═══ Extracted entries
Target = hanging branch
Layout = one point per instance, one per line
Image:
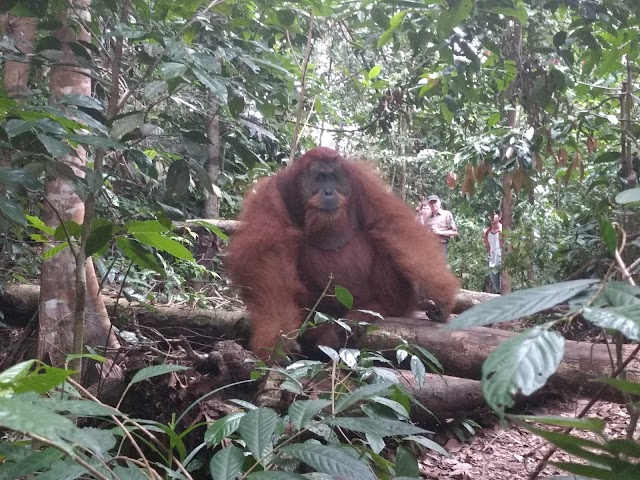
(307, 54)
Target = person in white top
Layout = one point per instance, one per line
(493, 244)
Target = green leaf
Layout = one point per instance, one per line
(222, 428)
(406, 464)
(625, 320)
(96, 141)
(621, 294)
(518, 304)
(631, 195)
(609, 236)
(330, 460)
(394, 23)
(521, 364)
(446, 113)
(374, 72)
(146, 226)
(518, 13)
(457, 12)
(257, 428)
(42, 380)
(18, 177)
(608, 157)
(215, 86)
(16, 372)
(165, 244)
(226, 464)
(344, 296)
(126, 123)
(12, 211)
(286, 17)
(156, 370)
(55, 147)
(595, 425)
(81, 408)
(171, 70)
(101, 234)
(622, 385)
(382, 427)
(211, 227)
(301, 411)
(138, 254)
(418, 370)
(40, 225)
(20, 468)
(155, 89)
(362, 393)
(266, 475)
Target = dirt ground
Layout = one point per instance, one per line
(511, 453)
(493, 452)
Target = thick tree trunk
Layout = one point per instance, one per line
(460, 352)
(22, 31)
(58, 282)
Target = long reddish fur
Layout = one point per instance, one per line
(264, 253)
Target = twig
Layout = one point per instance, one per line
(307, 54)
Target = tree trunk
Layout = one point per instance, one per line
══════
Aim of the exercise: Revise the items above by replacing each "Layout" with "Format", leaving everything else unchanged, and leave the pictures out of your answer.

Result:
Target = hanging branch
Format = one point per instance, one per line
Image:
(307, 54)
Target = person in white top
Format = one point per instance, one per line
(493, 244)
Target = green leaf
Format = one point per instance, one per line
(222, 428)
(406, 464)
(625, 320)
(96, 141)
(621, 294)
(518, 304)
(631, 195)
(609, 236)
(330, 460)
(394, 23)
(521, 364)
(446, 113)
(374, 72)
(146, 226)
(518, 13)
(457, 12)
(257, 428)
(42, 380)
(18, 177)
(608, 157)
(215, 86)
(16, 372)
(165, 244)
(226, 464)
(344, 296)
(126, 123)
(12, 211)
(286, 17)
(156, 370)
(55, 147)
(595, 425)
(81, 408)
(171, 70)
(101, 234)
(622, 385)
(382, 427)
(211, 227)
(301, 411)
(138, 254)
(418, 370)
(40, 225)
(20, 468)
(155, 89)
(362, 393)
(266, 475)
Target = dirt ground
Format = one point per instance, one per line
(511, 453)
(493, 452)
Target = thick tree trunk
Format = one point per instance, one per line
(460, 352)
(22, 31)
(58, 282)
Target = long reddish fur
Format = one point per instance, one per line
(264, 253)
Target = twig
Format = one point per instance, one per line
(307, 54)
Target = tree trunk
Format = one point per instance, one per line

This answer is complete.